* DATA LISTING
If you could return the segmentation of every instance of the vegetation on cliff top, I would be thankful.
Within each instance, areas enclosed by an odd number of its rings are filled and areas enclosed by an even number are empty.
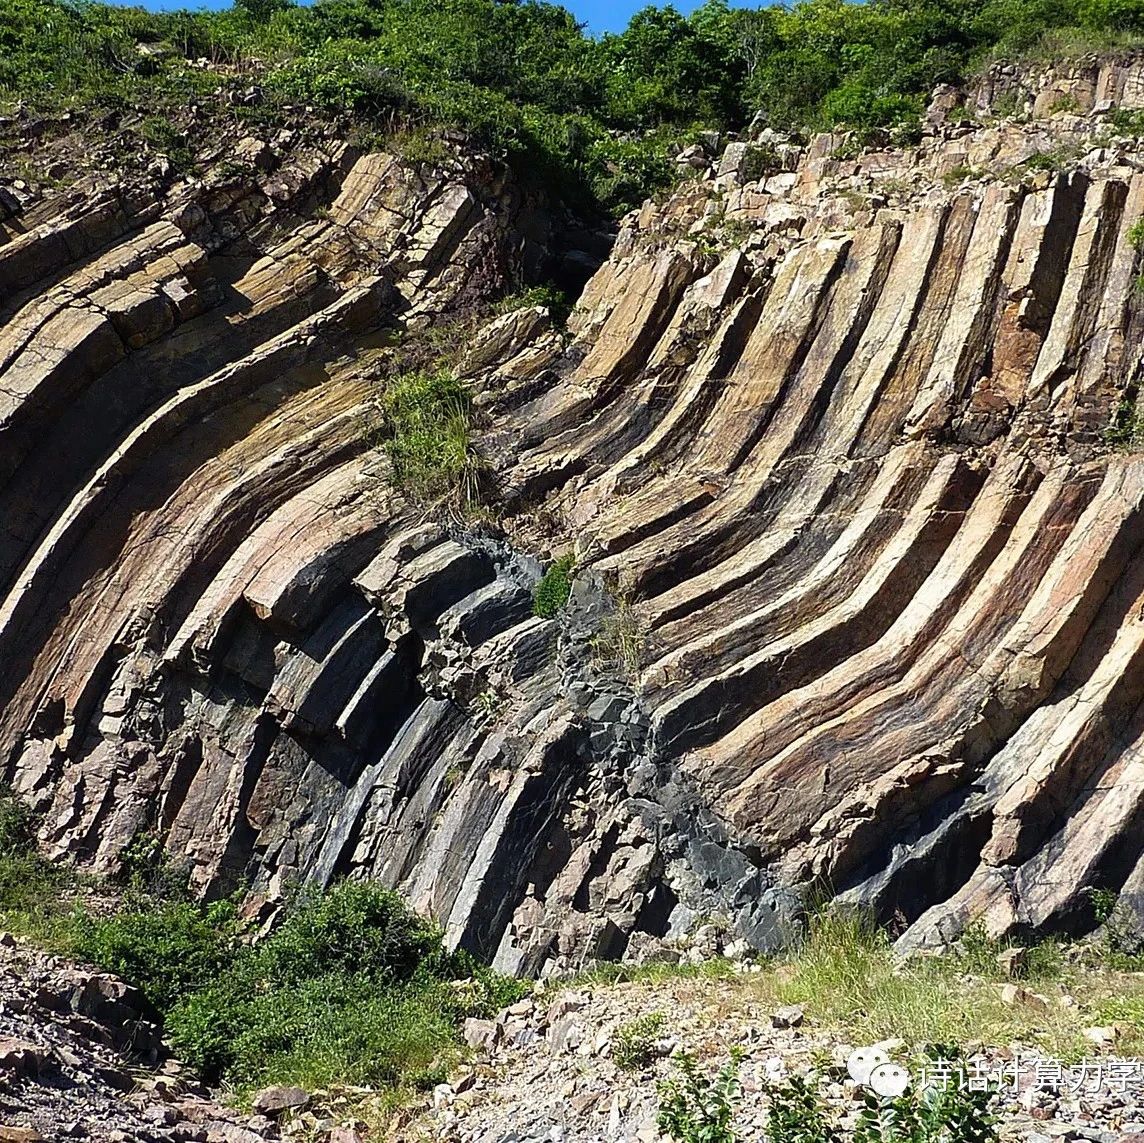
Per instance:
[[[611,210],[672,177],[699,128],[886,126],[992,55],[1133,41],[1144,0],[805,0],[637,12],[594,39],[564,8],[498,0],[236,0],[147,12],[0,0],[0,103],[156,114],[221,98],[389,135],[458,128],[522,172]],[[193,149],[195,140],[187,139]]]

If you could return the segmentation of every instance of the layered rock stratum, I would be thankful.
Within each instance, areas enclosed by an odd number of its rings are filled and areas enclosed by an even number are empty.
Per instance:
[[[1139,910],[1138,108],[1134,59],[997,66],[919,141],[693,152],[567,330],[467,337],[479,517],[395,489],[379,396],[551,252],[495,163],[9,180],[0,758],[47,852],[377,877],[529,972],[774,947],[808,893],[906,944]]]

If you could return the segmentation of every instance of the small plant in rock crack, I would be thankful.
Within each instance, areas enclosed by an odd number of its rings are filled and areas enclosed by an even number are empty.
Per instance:
[[[738,1143],[733,1119],[742,1058],[742,1049],[733,1048],[730,1061],[711,1077],[683,1053],[676,1061],[679,1075],[657,1085],[659,1129],[675,1143]]]
[[[543,575],[532,595],[532,610],[541,619],[551,619],[572,594],[572,569],[576,557],[561,556]]]
[[[625,1072],[646,1068],[657,1055],[655,1042],[667,1018],[662,1012],[648,1012],[616,1029],[612,1043],[612,1059]]]
[[[1107,888],[1090,888],[1088,895],[1093,917],[1101,929],[1105,958],[1114,966],[1135,968],[1144,951],[1144,940],[1121,904],[1120,895]]]

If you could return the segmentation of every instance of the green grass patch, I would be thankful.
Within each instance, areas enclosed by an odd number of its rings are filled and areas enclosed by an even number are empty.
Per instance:
[[[1062,1059],[1084,1054],[1082,1029],[1112,997],[1144,1001],[1144,980],[1108,964],[1099,950],[1088,950],[1087,959],[1069,956],[1050,940],[1023,952],[1020,986],[1031,999],[1006,1003],[1009,978],[997,954],[1007,947],[976,925],[952,952],[903,960],[869,916],[836,908],[812,916],[776,971],[761,974],[754,987],[776,1003],[804,1005],[856,1043],[896,1036],[933,1044],[1020,1040]],[[1061,1004],[1065,995],[1076,1004]]]
[[[572,303],[568,295],[556,286],[529,286],[518,293],[501,298],[493,307],[495,314],[511,314],[529,306],[545,306],[553,325],[563,328],[572,313]]]
[[[446,368],[393,378],[382,397],[394,484],[421,501],[475,507],[484,464],[470,435],[471,402]]]
[[[532,593],[532,610],[542,619],[551,619],[568,602],[572,594],[572,570],[576,557],[561,556],[541,577]]]

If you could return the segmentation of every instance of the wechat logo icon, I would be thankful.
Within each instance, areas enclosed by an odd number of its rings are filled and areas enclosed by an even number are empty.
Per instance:
[[[846,1061],[850,1078],[883,1099],[897,1099],[910,1083],[910,1073],[881,1048],[856,1048]]]

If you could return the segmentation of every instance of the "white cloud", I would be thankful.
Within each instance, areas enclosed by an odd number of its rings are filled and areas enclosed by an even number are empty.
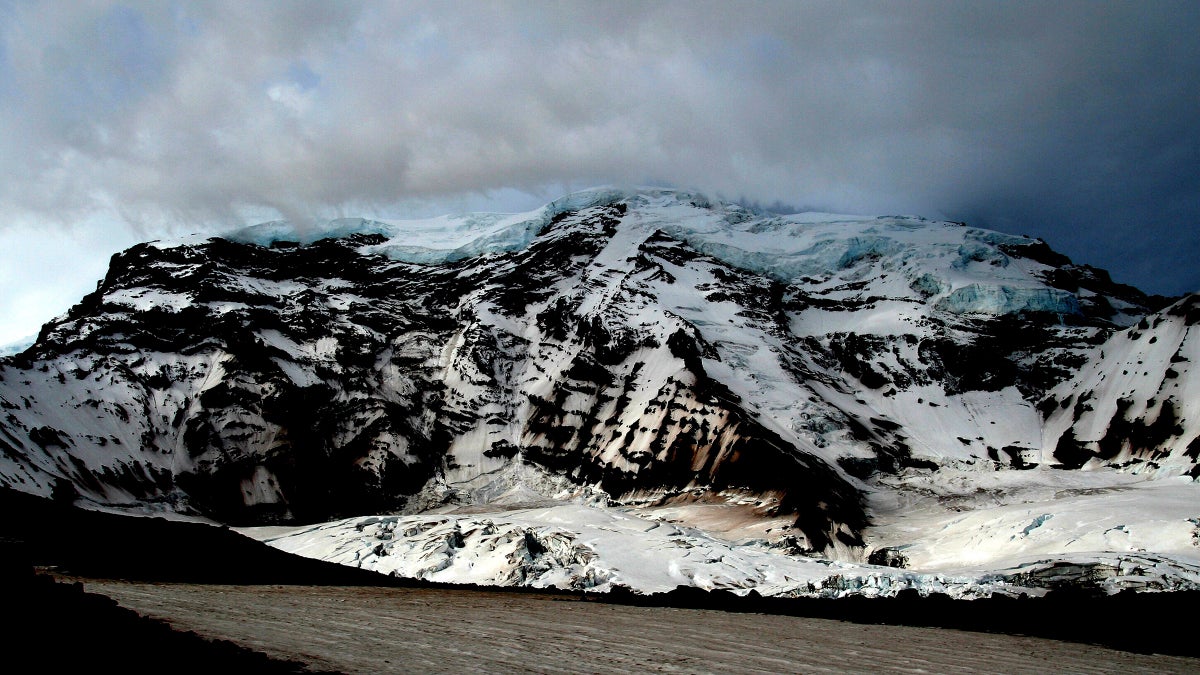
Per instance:
[[[1015,223],[1123,265],[1107,242],[1131,225],[1198,229],[1198,8],[7,4],[0,227],[669,181]]]

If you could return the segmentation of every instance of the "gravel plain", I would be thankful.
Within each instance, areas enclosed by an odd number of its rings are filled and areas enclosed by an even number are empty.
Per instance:
[[[1197,673],[1200,659],[1033,637],[536,594],[84,579],[207,638],[344,673]]]

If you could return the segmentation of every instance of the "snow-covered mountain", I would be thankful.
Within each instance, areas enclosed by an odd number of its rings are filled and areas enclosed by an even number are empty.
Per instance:
[[[1186,586],[1197,310],[1163,304],[1035,239],[670,190],[266,223],[114,256],[0,361],[0,483],[445,580]],[[1022,511],[1126,493],[1173,506],[1124,545]]]

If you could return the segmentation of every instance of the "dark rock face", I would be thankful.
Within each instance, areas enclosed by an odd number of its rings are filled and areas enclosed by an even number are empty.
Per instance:
[[[15,364],[36,372],[69,358],[97,419],[137,432],[112,438],[124,452],[101,468],[125,467],[120,480],[86,461],[67,476],[100,494],[97,483],[142,499],[182,491],[228,522],[391,508],[419,489],[449,433],[431,415],[445,388],[421,364],[456,328],[450,307],[465,286],[453,266],[354,251],[366,243],[267,249],[213,239],[115,256],[100,288]],[[143,297],[153,299],[143,306]],[[415,349],[395,348],[406,341]],[[403,369],[407,396],[381,390],[385,368]],[[79,431],[35,427],[29,437],[66,448]],[[404,451],[379,452],[392,438],[408,441]],[[256,470],[266,484],[246,485]],[[248,500],[247,490],[266,499]]]
[[[1087,301],[983,316],[934,308],[928,275],[903,298],[872,291],[900,273],[874,239],[837,260],[854,280],[785,279],[638,223],[614,200],[438,264],[370,253],[378,234],[135,246],[0,362],[0,482],[258,524],[416,509],[432,484],[523,463],[627,503],[756,496],[810,549],[860,546],[857,481],[938,467],[918,452],[941,442],[922,415],[995,394],[1047,416],[1113,306],[1150,303],[1044,244],[973,244],[959,262],[1028,258]],[[910,329],[813,318],[892,305]],[[1169,436],[1166,417],[1112,438]],[[1004,466],[1038,463],[1028,442],[959,441],[964,461],[990,442]],[[1063,440],[1054,456],[1092,452]]]

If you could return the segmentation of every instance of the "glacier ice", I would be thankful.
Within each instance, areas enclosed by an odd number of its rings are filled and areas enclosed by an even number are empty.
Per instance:
[[[839,277],[854,282],[854,270],[861,274],[864,263],[878,260],[883,269],[903,269],[915,280],[907,290],[937,298],[936,307],[953,314],[1080,312],[1073,294],[1045,287],[1029,265],[1014,265],[1004,253],[1003,247],[1034,241],[1027,237],[905,216],[769,214],[697,193],[656,188],[583,190],[517,214],[410,221],[341,218],[310,227],[272,221],[224,237],[270,246],[379,235],[385,240],[360,250],[403,262],[438,264],[522,250],[555,218],[618,202],[631,209],[627,220],[635,227],[661,231],[728,265],[782,283]]]
[[[523,249],[556,216],[611,204],[626,197],[626,192],[617,189],[585,190],[526,213],[472,213],[409,221],[338,218],[308,226],[276,220],[221,236],[239,243],[271,246],[277,242],[307,245],[327,238],[381,235],[387,241],[365,246],[362,251],[402,262],[437,264]]]
[[[986,284],[970,284],[955,289],[938,300],[936,307],[952,314],[1080,313],[1079,299],[1067,291]]]

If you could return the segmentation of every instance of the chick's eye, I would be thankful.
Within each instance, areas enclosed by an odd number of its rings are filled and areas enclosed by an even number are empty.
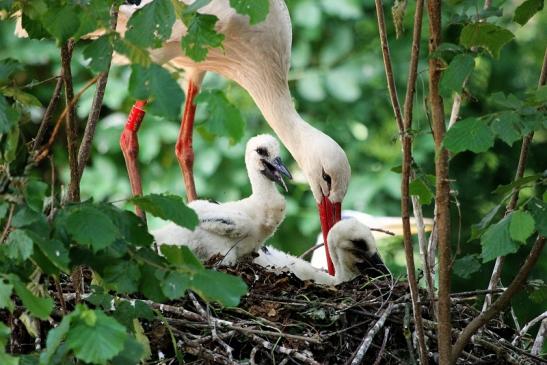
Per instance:
[[[323,170],[323,180],[325,180],[327,182],[327,185],[330,189],[332,179],[331,179],[330,175],[325,172],[325,170]]]
[[[260,156],[268,157],[268,150],[265,149],[264,147],[258,147],[256,149],[256,153],[258,153]]]

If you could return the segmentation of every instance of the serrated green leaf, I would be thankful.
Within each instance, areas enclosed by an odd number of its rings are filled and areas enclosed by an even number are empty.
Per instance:
[[[15,275],[10,275],[10,282],[13,284],[15,293],[21,299],[23,305],[33,316],[42,320],[46,320],[49,317],[49,314],[53,310],[53,300],[50,297],[40,298],[35,296]]]
[[[240,277],[213,270],[196,273],[190,288],[203,299],[227,307],[237,306],[241,297],[247,293],[247,284]]]
[[[499,107],[509,109],[520,109],[524,106],[524,102],[513,94],[505,95],[503,92],[495,92],[490,95],[490,101]]]
[[[499,185],[496,190],[494,190],[494,194],[498,194],[498,195],[506,195],[508,194],[509,192],[511,192],[513,190],[513,188],[520,188],[524,185],[528,185],[529,183],[531,182],[534,182],[534,181],[538,181],[539,179],[541,179],[543,176],[542,175],[532,175],[532,176],[526,176],[526,177],[522,177],[518,180],[515,180],[513,181],[512,183],[510,184],[507,184],[507,185]]]
[[[34,179],[27,181],[23,189],[23,194],[28,206],[37,212],[41,212],[47,189],[48,185],[43,181]]]
[[[42,354],[40,354],[40,365],[49,365],[51,363],[53,355],[55,355],[55,352],[65,339],[66,334],[70,329],[70,323],[72,322],[72,318],[79,315],[81,307],[82,306],[79,305],[73,312],[65,315],[61,320],[61,323],[48,332],[46,340],[46,350],[42,352]]]
[[[152,63],[147,49],[134,45],[125,38],[116,38],[114,49],[116,52],[126,56],[133,65],[149,67]]]
[[[161,254],[171,264],[189,270],[202,270],[203,264],[186,246],[161,245]]]
[[[460,44],[467,48],[483,47],[498,58],[501,48],[513,38],[513,33],[500,26],[486,22],[471,23],[462,29]]]
[[[10,311],[12,310],[13,303],[10,299],[12,291],[13,285],[11,285],[9,281],[0,278],[0,309],[6,308]]]
[[[467,255],[454,261],[452,271],[460,278],[469,279],[469,277],[479,271],[481,263],[478,255]]]
[[[146,223],[133,212],[121,210],[112,204],[99,204],[97,207],[118,227],[120,237],[127,243],[148,247],[154,242],[154,237],[148,232]]]
[[[245,133],[245,121],[239,108],[231,104],[220,90],[209,90],[196,97],[197,104],[205,104],[207,123],[204,127],[216,136],[226,136],[238,142]]]
[[[6,256],[17,262],[23,262],[28,259],[33,252],[32,239],[21,229],[16,229],[10,233],[4,252]]]
[[[454,154],[462,151],[485,152],[494,145],[494,135],[483,121],[468,118],[454,124],[446,132],[443,144]]]
[[[31,19],[26,15],[26,13],[23,13],[21,25],[23,26],[23,29],[27,32],[28,37],[31,39],[53,38],[53,36],[49,34],[49,32],[46,30],[40,20]]]
[[[148,100],[146,110],[165,119],[178,119],[184,93],[177,81],[163,67],[133,65],[129,92],[137,99]]]
[[[439,46],[437,47],[437,49],[435,49],[434,52],[432,52],[429,57],[430,58],[440,58],[442,60],[446,60],[446,58],[448,58],[449,56],[453,56],[453,55],[457,55],[459,53],[462,53],[465,51],[465,48],[463,48],[462,46],[458,45],[458,44],[454,44],[454,43],[441,43],[439,44]]]
[[[87,312],[94,316],[94,321],[84,318]],[[125,327],[115,319],[100,310],[88,309],[73,320],[66,341],[78,359],[92,364],[106,364],[123,350],[127,337]]]
[[[224,35],[217,33],[215,24],[218,18],[214,15],[194,13],[185,18],[188,24],[186,35],[181,38],[180,45],[184,53],[196,62],[207,58],[209,48],[222,47]]]
[[[509,146],[512,146],[515,141],[522,138],[520,117],[513,111],[506,111],[498,114],[494,118],[491,128],[496,136]]]
[[[8,133],[19,120],[19,112],[0,95],[0,134]]]
[[[194,229],[198,224],[198,217],[181,197],[170,194],[150,194],[136,196],[129,202],[139,206],[154,217],[169,220],[181,227]]]
[[[424,205],[431,204],[435,195],[429,189],[422,179],[416,179],[410,182],[409,185],[410,195],[416,195],[420,198],[420,202]]]
[[[184,14],[195,13],[199,9],[203,8],[205,5],[209,4],[210,2],[211,0],[195,0],[193,3],[191,3],[185,9],[182,9],[182,10]]]
[[[0,84],[8,81],[14,72],[21,70],[23,70],[23,65],[13,58],[0,60]]]
[[[60,44],[65,43],[80,27],[79,11],[71,5],[49,7],[41,21]]]
[[[534,218],[528,212],[517,210],[511,214],[511,224],[509,225],[511,239],[526,243],[528,237],[534,233]]]
[[[67,274],[69,273],[70,258],[68,257],[68,250],[61,241],[56,239],[47,240],[34,238],[33,240],[44,256],[47,257],[55,267]]]
[[[18,124],[16,124],[15,127],[8,132],[8,136],[6,138],[6,143],[4,146],[4,163],[9,164],[13,162],[17,157],[17,147],[19,147],[19,134],[20,130]]]
[[[190,277],[178,271],[171,271],[160,279],[161,290],[163,294],[173,300],[184,295],[186,289],[190,286]]]
[[[17,357],[6,354],[3,348],[0,349],[0,364],[2,365],[19,365]]]
[[[538,198],[532,198],[526,208],[532,214],[534,221],[536,222],[536,230],[543,237],[547,237],[547,202]]]
[[[513,21],[524,25],[537,12],[543,9],[544,0],[526,0],[515,9]]]
[[[42,106],[42,103],[36,96],[26,93],[17,87],[4,86],[0,89],[0,94],[13,98],[25,106]]]
[[[145,336],[146,337],[146,336]],[[145,355],[144,347],[136,339],[127,336],[123,350],[112,359],[112,365],[137,365]]]
[[[120,234],[106,214],[89,205],[77,207],[69,213],[66,229],[75,241],[95,252],[111,245]]]
[[[114,48],[108,35],[103,35],[84,48],[84,58],[90,60],[89,68],[95,72],[107,71]]]
[[[131,294],[137,291],[141,272],[137,264],[123,260],[108,265],[102,274],[103,280],[120,293]]]
[[[9,204],[7,202],[0,202],[0,219],[4,219],[8,213]]]
[[[230,0],[230,6],[239,14],[248,15],[251,25],[260,23],[268,16],[268,0]]]
[[[491,225],[481,237],[482,261],[488,262],[498,256],[506,256],[518,251],[520,245],[511,239],[509,225],[511,214]]]
[[[444,96],[451,96],[453,92],[460,93],[463,83],[475,68],[475,59],[469,54],[459,54],[443,72],[440,91]]]
[[[11,329],[0,321],[0,349],[3,350],[8,343],[8,338],[11,333]]]
[[[141,282],[139,290],[148,299],[155,302],[164,302],[167,300],[161,290],[160,281],[155,275],[156,268],[151,265],[141,265]]]
[[[158,48],[171,36],[174,23],[171,0],[154,0],[131,16],[125,38],[143,48]]]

* ASSIGNMENT
Quote, exactly and only, the lines from the first line of the data above through the line containing "stratum, I would be thankful.". The pictures do not belong in it.

* RESPONSE AREA
If you could return the segmentation of every instance of the vegetation on cliff top, I would be thankful.
Within each instance, areas enclosed by an odd number of its rings are filled and areas enclosed by an even number are empty.
Per instance:
[[[611,210],[672,177],[699,128],[886,126],[992,55],[1133,41],[1144,0],[805,0],[637,12],[594,39],[564,8],[498,0],[236,0],[147,12],[0,0],[0,103],[156,114],[221,98],[389,135],[458,128],[522,172]],[[193,149],[195,140],[187,139]]]

If you could return the segmentation of every instance of the layered rock stratum, I would be thankful.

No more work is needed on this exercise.